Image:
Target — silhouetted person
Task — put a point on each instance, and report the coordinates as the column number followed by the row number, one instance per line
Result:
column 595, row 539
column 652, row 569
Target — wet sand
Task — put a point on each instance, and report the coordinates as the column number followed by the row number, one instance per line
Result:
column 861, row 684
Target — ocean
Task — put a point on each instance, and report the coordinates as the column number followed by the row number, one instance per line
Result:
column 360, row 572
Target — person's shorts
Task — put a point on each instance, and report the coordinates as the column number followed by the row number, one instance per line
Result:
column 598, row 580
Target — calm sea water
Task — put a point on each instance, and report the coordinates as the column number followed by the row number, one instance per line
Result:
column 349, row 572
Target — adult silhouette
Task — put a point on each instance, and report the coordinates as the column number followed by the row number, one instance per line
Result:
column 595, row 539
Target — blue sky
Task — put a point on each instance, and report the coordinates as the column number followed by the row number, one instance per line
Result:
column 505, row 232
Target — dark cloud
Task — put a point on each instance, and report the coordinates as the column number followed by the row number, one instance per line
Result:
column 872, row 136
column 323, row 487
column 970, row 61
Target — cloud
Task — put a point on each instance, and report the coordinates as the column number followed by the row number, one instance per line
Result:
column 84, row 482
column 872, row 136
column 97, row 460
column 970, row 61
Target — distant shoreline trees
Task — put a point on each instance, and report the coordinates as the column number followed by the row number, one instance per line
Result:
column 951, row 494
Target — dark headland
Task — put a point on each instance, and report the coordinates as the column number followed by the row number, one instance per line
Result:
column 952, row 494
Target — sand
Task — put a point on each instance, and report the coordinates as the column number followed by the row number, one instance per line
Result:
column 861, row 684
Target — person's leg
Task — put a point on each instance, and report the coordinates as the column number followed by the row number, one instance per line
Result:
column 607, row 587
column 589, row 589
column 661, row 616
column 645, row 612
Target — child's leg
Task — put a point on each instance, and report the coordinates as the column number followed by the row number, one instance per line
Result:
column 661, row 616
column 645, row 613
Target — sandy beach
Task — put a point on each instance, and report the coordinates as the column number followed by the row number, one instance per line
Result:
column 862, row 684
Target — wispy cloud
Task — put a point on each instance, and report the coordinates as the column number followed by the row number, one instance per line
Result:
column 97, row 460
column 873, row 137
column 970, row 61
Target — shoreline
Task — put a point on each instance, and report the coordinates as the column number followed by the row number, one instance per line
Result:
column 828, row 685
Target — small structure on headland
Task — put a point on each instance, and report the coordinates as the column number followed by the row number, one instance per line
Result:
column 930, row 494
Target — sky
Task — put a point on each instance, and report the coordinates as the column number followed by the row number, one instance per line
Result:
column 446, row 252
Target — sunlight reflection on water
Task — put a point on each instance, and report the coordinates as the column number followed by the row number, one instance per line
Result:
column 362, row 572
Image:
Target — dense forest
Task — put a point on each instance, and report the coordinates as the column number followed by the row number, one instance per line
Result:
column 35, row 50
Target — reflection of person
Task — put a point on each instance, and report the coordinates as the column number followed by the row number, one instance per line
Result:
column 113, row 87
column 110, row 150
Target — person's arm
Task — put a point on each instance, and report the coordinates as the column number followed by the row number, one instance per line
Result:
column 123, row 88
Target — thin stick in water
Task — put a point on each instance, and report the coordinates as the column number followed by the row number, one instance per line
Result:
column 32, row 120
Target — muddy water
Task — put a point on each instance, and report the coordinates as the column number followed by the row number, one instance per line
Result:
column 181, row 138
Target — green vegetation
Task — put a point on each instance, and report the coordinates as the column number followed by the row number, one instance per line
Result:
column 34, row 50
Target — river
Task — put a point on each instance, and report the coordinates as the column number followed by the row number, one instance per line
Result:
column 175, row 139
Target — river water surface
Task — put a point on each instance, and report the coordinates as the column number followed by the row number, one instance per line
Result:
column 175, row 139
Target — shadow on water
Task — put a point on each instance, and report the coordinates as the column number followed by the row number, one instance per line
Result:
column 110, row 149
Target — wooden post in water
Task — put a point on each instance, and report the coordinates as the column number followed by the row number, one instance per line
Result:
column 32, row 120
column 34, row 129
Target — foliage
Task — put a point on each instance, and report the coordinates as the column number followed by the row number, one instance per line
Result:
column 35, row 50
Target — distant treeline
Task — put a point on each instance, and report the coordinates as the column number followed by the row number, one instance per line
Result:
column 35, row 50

::::

▶ [Given request] Retype the part that opens with the line containing "Target — shadow on water" and closes with the line containing "column 34, row 129", keeping every line the same, both end lines included.

▶ [Full answer]
Target — shadow on water
Task — put a point on each instance, and report the coordinates as the column number followed by the row number, one instance per line
Result:
column 110, row 149
Target — wooden post in water
Task — put a point on each instance, and report the coordinates as the column number followed by the row number, one instance per line
Result:
column 32, row 120
column 34, row 129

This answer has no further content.